:: Your task ::
In the listing below, find the line that contains "Query: truck tail light" and the line that contains "point_to(query) returns one keypoint per instance of the parked". Quote both and every line between them, exactly, and nothing more.

========================

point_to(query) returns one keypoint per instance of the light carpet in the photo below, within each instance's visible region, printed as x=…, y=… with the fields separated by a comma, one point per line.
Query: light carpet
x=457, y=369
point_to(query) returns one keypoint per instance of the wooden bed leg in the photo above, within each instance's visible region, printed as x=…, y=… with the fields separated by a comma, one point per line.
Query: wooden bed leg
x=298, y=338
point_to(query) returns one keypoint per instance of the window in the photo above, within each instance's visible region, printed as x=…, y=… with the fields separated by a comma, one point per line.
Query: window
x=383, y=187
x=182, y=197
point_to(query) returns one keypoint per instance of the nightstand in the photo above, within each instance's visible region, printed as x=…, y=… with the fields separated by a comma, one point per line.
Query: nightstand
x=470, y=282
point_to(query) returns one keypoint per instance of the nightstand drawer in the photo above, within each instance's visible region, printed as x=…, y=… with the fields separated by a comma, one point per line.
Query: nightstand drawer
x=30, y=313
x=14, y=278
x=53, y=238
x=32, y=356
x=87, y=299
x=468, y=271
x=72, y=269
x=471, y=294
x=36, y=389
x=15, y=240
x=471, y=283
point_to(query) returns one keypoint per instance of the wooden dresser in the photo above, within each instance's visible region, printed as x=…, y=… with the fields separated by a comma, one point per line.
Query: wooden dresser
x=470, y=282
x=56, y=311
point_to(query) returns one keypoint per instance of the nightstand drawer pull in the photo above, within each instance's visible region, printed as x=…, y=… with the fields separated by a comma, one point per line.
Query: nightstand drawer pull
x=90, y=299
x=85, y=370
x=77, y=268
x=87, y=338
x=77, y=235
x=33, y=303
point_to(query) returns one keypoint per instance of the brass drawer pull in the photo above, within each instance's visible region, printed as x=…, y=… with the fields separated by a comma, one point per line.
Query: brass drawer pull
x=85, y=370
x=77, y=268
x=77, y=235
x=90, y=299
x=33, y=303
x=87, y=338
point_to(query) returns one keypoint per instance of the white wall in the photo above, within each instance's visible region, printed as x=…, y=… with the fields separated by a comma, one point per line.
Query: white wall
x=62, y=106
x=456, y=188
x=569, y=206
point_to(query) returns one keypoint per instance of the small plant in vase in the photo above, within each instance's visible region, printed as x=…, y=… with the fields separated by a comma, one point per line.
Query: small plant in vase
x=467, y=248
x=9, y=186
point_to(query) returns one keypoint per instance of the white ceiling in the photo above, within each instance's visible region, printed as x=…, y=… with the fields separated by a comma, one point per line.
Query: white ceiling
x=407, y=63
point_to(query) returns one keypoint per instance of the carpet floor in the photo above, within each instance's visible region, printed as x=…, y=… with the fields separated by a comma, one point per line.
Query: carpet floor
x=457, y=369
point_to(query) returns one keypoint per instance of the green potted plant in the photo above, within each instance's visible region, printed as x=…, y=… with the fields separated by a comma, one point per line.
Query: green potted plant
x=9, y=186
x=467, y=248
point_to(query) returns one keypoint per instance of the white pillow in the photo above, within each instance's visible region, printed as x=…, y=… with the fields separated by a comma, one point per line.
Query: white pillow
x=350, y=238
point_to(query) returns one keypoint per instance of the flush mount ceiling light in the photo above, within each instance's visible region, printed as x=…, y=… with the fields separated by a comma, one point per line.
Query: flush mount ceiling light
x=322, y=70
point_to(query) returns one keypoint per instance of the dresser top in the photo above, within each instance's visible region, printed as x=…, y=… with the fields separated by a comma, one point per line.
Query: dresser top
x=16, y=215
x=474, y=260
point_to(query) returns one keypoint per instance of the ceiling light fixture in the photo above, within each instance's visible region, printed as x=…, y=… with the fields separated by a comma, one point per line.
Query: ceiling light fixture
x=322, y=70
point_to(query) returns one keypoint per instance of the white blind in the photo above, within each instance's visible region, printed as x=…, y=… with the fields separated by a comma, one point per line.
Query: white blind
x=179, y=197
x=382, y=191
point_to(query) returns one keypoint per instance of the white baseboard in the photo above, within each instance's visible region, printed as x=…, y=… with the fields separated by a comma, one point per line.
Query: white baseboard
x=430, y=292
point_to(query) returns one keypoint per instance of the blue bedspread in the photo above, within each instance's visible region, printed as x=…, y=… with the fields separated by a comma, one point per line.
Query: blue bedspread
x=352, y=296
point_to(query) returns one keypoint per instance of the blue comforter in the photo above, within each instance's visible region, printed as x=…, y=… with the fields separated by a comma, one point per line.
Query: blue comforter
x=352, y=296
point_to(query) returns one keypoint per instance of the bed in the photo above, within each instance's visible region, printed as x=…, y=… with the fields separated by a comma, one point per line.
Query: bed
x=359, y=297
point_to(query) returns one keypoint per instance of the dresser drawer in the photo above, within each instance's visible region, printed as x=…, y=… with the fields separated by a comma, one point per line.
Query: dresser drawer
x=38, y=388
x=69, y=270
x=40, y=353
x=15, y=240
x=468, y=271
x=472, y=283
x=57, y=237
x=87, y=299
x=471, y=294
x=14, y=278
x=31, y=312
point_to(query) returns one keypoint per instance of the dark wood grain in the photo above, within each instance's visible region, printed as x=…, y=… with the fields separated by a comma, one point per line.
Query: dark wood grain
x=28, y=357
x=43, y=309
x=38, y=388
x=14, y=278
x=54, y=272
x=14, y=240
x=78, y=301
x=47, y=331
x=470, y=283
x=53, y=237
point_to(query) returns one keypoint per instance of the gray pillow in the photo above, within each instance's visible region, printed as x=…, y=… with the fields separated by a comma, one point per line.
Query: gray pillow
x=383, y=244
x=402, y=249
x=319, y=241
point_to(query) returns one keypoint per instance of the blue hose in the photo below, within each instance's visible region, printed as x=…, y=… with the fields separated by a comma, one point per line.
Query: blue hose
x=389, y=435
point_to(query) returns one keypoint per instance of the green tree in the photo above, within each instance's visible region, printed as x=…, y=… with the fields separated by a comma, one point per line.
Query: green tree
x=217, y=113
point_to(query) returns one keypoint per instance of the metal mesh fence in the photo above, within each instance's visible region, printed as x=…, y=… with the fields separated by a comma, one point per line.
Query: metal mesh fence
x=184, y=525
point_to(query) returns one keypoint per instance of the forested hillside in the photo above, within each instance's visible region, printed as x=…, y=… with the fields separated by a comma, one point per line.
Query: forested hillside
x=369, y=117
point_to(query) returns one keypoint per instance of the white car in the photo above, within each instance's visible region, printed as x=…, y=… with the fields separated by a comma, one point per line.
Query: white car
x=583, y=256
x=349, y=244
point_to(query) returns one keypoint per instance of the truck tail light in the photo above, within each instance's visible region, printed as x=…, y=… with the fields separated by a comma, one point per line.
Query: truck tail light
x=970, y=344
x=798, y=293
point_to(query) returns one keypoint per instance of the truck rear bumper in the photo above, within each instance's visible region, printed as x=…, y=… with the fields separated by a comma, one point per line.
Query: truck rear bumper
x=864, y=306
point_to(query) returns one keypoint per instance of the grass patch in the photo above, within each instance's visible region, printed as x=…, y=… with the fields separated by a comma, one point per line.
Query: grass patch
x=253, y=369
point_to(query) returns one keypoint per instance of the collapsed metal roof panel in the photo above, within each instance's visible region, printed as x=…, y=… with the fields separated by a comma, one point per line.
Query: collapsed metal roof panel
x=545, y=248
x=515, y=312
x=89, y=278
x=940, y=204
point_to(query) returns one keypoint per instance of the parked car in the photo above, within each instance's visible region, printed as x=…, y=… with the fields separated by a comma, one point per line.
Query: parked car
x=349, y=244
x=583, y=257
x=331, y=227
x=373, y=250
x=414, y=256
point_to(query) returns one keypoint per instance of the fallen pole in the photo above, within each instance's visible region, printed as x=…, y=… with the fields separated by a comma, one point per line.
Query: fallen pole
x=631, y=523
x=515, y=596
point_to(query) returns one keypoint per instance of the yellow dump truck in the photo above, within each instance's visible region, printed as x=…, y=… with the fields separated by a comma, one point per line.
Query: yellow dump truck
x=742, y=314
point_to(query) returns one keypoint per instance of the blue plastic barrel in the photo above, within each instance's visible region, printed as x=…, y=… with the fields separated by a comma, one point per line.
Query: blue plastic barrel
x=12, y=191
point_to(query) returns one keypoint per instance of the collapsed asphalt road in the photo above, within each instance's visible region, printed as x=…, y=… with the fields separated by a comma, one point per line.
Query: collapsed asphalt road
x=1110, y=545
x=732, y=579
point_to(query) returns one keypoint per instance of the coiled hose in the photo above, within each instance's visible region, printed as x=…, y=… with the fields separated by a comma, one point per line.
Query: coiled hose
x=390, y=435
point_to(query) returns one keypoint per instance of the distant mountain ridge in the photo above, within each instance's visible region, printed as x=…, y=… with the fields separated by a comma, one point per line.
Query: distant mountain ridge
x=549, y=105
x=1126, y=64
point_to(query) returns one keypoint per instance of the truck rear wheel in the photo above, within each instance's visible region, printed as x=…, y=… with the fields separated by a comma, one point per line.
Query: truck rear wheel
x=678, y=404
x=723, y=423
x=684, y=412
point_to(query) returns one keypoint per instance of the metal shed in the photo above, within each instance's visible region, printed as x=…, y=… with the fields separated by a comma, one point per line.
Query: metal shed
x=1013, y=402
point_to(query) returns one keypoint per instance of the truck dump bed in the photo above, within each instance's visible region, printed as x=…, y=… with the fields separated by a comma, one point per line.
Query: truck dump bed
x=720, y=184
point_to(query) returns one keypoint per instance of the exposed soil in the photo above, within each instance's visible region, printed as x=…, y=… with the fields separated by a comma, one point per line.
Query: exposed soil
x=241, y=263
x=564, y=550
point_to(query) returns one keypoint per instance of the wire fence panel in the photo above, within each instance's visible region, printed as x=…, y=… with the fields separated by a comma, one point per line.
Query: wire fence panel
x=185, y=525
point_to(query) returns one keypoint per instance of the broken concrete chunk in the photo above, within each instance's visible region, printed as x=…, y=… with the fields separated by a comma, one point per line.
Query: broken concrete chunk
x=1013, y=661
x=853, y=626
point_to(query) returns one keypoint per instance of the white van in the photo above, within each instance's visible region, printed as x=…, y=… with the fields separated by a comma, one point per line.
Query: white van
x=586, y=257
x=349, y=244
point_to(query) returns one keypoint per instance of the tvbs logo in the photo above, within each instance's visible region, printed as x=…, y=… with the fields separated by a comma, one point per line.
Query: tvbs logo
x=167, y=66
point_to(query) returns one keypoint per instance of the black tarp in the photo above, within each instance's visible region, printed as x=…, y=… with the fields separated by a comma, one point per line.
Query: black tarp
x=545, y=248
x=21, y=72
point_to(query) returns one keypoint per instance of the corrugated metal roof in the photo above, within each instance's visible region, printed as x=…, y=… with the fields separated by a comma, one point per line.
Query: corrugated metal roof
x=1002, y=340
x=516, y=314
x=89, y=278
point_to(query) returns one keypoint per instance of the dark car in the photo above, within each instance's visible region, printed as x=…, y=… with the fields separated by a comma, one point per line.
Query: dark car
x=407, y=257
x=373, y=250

========================

:: Completed exercise ::
Query: truck tail light
x=970, y=344
x=798, y=293
point_to(query) returns one keypoint per instance of the truck rear bumper in the photo above, within each instance's visible region, printed as x=…, y=… with the fields separated by a comma, one point per line.
Query: truck rear bumper
x=864, y=306
point_to(query) returns one keypoint per instance of the grass patch in the photo above, within each instance's visible region, printed as x=…, y=… with the fields separated by a comma, one point per line.
Query: grass patch
x=253, y=369
point_to(query) returns one keypoint per instance of the collapsed metal roof panel in the photo above, within each instance's visible region, printed as x=…, y=… with the fields separated by a comma, one point per line.
Query: collapsed metal roof panel
x=545, y=248
x=515, y=312
x=89, y=278
x=940, y=204
point_to(query) returns one keypoint per instance of the parked car in the photo above, within each instance's visible region, printed as x=…, y=… with the fields separated by a comma, one point per line.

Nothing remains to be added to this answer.